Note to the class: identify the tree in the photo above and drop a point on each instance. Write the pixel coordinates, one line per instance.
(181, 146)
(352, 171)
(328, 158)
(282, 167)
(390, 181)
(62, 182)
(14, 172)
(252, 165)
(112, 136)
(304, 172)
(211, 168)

■ ■ ■

### What the task asks
Change "tree" to "bush" in the lines above and write them out again with nothing else altered.

### Exercise answer
Note to the class: identify the bush in the photo above and drop a point on each instance. Write the pixel coordinates, one line per instance.
(181, 146)
(352, 171)
(328, 158)
(282, 167)
(390, 181)
(62, 182)
(14, 172)
(252, 165)
(112, 136)
(304, 172)
(211, 168)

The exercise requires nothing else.